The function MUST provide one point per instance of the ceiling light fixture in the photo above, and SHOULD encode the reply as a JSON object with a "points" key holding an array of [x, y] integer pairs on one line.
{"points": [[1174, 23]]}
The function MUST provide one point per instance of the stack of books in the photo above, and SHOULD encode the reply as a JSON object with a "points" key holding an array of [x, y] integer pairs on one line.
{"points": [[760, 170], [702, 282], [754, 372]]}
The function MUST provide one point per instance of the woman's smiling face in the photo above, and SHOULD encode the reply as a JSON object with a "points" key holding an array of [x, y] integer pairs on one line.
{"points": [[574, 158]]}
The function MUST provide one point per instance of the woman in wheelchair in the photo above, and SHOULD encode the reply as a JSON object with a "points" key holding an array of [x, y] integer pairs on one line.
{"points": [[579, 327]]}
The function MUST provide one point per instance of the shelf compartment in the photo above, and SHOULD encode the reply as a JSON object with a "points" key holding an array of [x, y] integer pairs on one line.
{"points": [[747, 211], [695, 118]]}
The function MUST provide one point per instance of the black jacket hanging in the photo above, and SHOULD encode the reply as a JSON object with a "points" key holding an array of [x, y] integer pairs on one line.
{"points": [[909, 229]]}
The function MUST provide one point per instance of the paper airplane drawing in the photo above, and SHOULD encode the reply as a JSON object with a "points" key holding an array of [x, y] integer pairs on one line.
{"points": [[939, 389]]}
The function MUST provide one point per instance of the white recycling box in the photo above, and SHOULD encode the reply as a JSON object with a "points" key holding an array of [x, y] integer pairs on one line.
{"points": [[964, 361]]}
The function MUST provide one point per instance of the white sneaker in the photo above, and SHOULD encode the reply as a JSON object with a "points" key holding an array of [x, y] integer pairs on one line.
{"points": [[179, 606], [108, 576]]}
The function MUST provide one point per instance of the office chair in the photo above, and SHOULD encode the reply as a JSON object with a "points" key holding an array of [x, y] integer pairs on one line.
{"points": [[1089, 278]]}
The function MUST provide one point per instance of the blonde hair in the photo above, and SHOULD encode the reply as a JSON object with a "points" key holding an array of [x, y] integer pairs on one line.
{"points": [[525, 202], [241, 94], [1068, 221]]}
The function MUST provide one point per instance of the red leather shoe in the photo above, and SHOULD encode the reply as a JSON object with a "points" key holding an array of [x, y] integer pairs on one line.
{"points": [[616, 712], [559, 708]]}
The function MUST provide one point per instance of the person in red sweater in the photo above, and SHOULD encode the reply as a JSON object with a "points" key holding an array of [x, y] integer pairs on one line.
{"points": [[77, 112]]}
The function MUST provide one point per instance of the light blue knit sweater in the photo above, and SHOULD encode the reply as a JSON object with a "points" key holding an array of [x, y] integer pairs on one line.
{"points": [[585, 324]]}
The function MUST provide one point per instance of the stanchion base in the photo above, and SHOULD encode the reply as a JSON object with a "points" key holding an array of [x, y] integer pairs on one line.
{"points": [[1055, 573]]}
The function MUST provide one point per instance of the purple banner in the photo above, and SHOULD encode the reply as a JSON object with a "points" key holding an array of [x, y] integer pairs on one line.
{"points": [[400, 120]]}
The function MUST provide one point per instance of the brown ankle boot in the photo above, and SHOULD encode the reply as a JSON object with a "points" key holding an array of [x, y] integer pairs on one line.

......

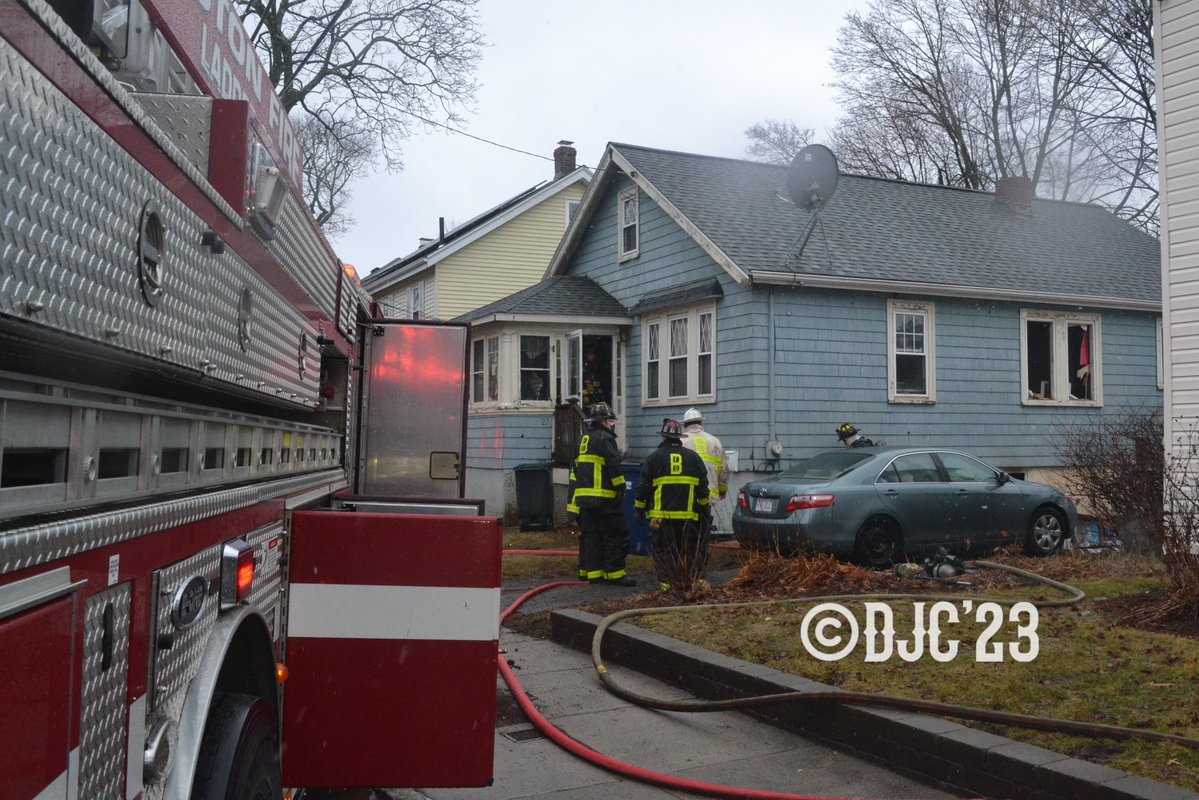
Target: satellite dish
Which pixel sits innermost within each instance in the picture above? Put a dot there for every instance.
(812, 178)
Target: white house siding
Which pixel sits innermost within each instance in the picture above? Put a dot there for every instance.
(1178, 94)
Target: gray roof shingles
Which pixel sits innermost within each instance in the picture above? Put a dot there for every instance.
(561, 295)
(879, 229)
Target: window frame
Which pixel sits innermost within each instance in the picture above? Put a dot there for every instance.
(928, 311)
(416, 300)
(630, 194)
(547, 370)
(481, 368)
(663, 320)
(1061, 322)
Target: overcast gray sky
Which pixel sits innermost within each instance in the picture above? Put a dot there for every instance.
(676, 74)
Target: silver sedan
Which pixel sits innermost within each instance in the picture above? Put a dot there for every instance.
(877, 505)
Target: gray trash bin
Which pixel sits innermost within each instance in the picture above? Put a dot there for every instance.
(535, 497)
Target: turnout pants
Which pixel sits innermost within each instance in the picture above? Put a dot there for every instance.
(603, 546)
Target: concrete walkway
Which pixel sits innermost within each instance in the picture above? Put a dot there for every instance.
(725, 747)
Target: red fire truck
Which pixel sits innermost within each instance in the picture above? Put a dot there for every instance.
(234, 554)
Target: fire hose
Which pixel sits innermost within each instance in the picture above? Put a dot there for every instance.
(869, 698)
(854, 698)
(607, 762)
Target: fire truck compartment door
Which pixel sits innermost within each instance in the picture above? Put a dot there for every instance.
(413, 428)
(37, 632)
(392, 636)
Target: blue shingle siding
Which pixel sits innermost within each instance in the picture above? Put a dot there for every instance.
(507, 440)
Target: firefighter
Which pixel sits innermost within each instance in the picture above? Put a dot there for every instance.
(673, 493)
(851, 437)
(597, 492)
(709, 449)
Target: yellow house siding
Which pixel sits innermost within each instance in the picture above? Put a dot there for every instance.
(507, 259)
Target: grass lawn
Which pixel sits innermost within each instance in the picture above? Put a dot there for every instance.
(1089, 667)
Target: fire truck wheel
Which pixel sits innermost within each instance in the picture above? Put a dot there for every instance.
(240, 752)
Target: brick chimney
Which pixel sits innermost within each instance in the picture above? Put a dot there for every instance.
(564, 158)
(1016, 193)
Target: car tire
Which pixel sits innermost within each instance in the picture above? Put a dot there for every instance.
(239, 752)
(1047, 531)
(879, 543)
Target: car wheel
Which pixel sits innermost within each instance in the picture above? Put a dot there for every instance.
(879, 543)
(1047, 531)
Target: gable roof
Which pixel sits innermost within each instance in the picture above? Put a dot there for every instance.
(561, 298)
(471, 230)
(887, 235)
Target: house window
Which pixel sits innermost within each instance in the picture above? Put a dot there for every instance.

......

Copy the records word for word, starting with the line that contains "Target: fire truck wheel" and going on through the line that contains "(1016, 193)", with both of those lines included.

Target: fire truck wheel
Which pixel sits innermost within each instance in the picture above? Put a dot there for every instance.
(240, 752)
Target: brick chimney
Which pixel sits innermost within each instance in the picture above? Put a dot there for every instance.
(564, 158)
(1016, 193)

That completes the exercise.